:: Requirement ::
The response should hold each line from the entries below where "photograph" is found.

==== Records

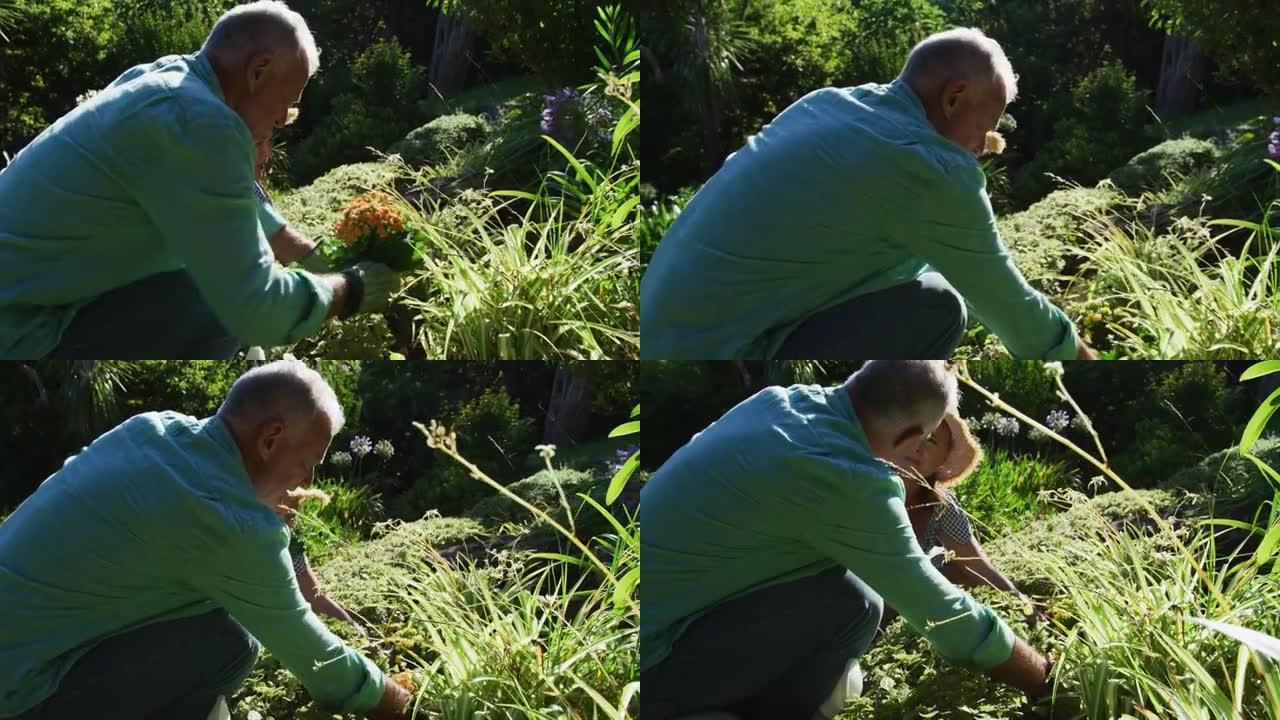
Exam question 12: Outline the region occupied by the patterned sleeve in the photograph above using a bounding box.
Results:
[934,491,975,545]
[287,531,309,575]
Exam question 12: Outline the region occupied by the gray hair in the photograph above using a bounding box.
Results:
[218,359,344,436]
[844,360,957,436]
[900,27,1017,102]
[201,1,321,77]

========

:: Solution ::
Exam question 12: Outline the region occupied by the patterned sleeve in the photograph above using a bounding box.
Exam question 12: Outline the region occupied by the gray hair in the photograph above using a bounding box.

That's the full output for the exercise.